--- AIM OF THE TASK ---
Scan the material below and copy every line holding the word "cage".

--- MATERIAL FOR THE TASK ---
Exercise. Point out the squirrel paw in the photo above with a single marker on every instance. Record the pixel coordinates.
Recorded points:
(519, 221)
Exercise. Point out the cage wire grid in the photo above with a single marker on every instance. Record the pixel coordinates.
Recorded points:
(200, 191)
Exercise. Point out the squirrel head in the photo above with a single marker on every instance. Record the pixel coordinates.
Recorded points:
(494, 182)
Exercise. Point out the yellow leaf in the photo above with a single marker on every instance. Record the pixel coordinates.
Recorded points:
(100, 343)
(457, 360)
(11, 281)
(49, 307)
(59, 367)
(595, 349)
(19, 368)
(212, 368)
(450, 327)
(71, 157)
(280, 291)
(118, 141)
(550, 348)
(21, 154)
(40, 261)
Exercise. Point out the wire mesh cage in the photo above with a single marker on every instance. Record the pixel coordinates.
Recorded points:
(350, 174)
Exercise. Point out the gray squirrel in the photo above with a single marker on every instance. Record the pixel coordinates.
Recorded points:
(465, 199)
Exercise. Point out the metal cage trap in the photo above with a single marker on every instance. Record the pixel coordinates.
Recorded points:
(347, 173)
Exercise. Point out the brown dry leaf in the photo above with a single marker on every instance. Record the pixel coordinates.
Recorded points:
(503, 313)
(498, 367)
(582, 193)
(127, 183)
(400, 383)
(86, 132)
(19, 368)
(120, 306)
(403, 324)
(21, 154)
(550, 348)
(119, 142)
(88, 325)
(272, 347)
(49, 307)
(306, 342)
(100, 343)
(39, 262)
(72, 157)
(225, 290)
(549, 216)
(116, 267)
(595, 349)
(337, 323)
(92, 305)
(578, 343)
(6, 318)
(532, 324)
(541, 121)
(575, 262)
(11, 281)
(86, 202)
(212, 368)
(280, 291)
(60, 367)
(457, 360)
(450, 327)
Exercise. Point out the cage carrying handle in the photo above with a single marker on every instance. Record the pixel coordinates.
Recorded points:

--- RESULT ---
Exercise. Point out the cage wire grid in the photo above with a single marker on every instance. Record the pixel coordinates.
Exercise. Point out the wire mesh cage in the photo above with a single marker on every instance. Record the pixel coordinates.
Exercise. Point out the metal cage trap in the photo above with a single marker on every instance. Record the pixel coordinates.
Exercise. Point out the cage carrying handle in the photo above with a single marker on every instance. Record the pixel coordinates.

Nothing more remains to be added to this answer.